Posts Tagged ‘boarding school’

Book Review: Charlotte Sometimes by Penelope Farmer (Series, #3) (Bottom of TBR Pile Challenge)

A girl in old-fashioned clothes looks at hersself in a mirror.Summary:
When Charlotte goes away to boarding school for the first time, she’s very excited to get the bed with the particularly pretty wheels right next to the window.  When she wakes up, though, the view from the window looks different, and people are calling her Clare!  She discovers she’s traveled back in time to the same bed in the same boarding school, but during World War I.  The next morning, though, she wakes up in the present again as Charlotte.  This pattern continues, meaning both she and Clare are Charlotte….sometimes.

I picked this book up because I have an affinity for both boarding school books and time-travel books.  This looked like the best of both worlds to me.  A fun middle grade book that introduces to the reader to two different past time periods–the 1970s of Charlotte’s present and the nineteen-teens of Clare’s present.

This book is the third in a series, but it is completely possible to read it as a standalone.  No mention is made of the events in the first book, and the second book is actually about what Charlotte’s little sister does while she’s away at boarding school.

++++++++++++++++++++

Written request 1
Answer these questions about the book review:
(a) Which bed is Charlotte excited to get at her new school?
(b) During which war is Charlotte when she wakes up as Clare?
(c) What is the second book in the series about?
Written request 2
Retype the part of the book review starting at "A girl in old-fashioned" and ending at "Clare are Charlotte….sometimes.".

Data lines
++++++++++++++++++++

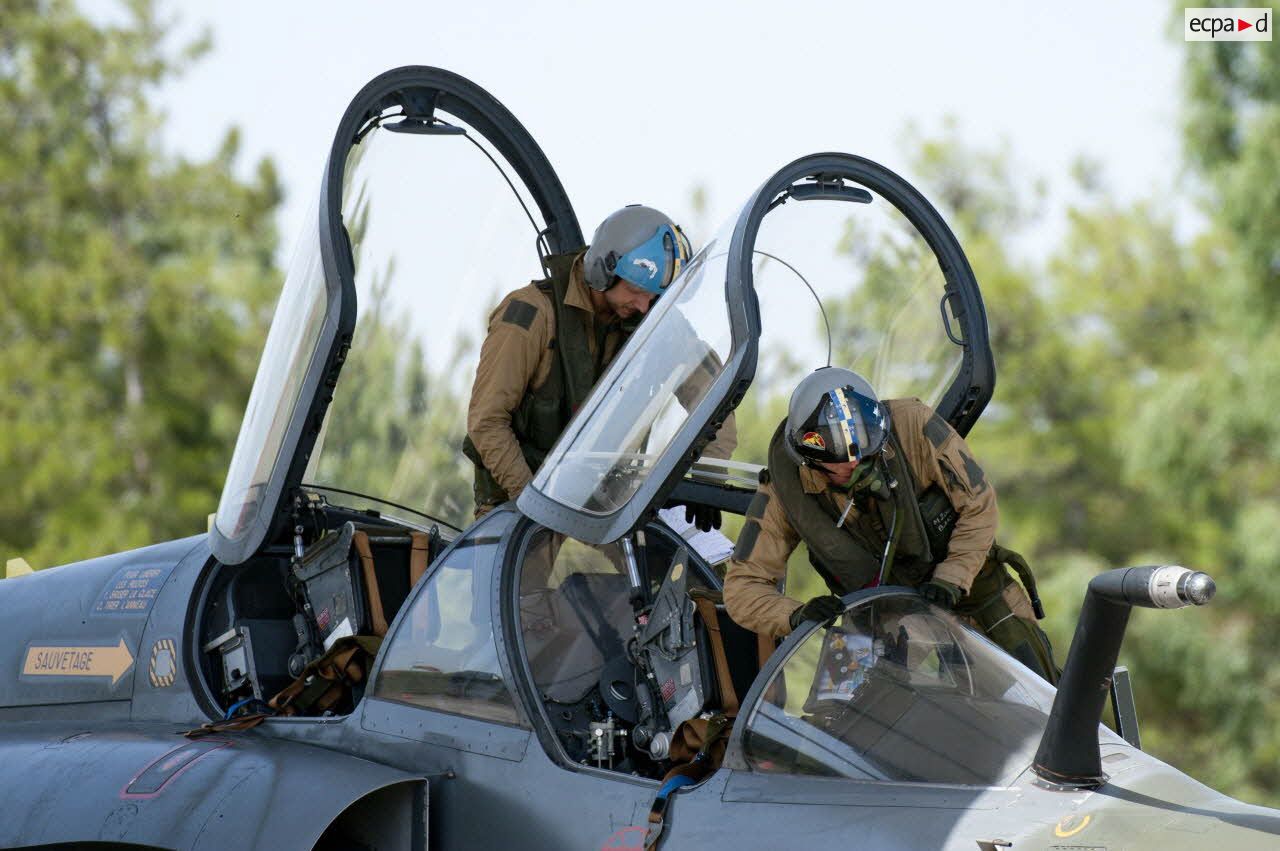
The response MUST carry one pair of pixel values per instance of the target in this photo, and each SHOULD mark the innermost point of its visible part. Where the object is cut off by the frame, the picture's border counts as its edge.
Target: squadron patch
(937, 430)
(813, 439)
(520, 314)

++++++++++++++++++++

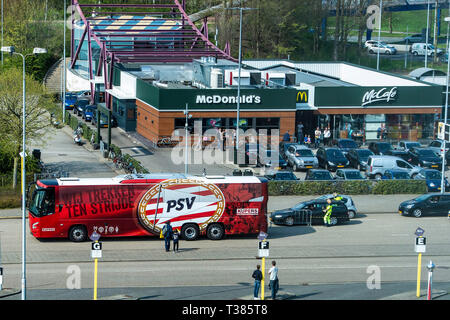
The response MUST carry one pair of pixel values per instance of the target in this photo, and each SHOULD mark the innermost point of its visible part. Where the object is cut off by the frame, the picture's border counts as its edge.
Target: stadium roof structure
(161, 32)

++++++++++++++++++++

Task response 1
(a) The bed with the particularly pretty wheels, right next to the window.
(b) World War I.
(c) What Charlotte's little sister does while Charlotte is away at boarding school.

Task response 2
A girl in old-fashioned clothes looks at hersself in a mirror.Summary:
When Charlotte goes away to boarding school for the first time, she’s very excited to get the bed with the particularly pretty wheels right next to the window.  When she wakes up, though, the view from the window looks different, and people are calling her Clare!  She discovers she’s traveled back in time to the same bed in the same boarding school, but during World War I.  The next morning, though, she wakes up in the present again as Charlotte.  This pattern continues, meaning both she and Clare are Charlotte….sometimes.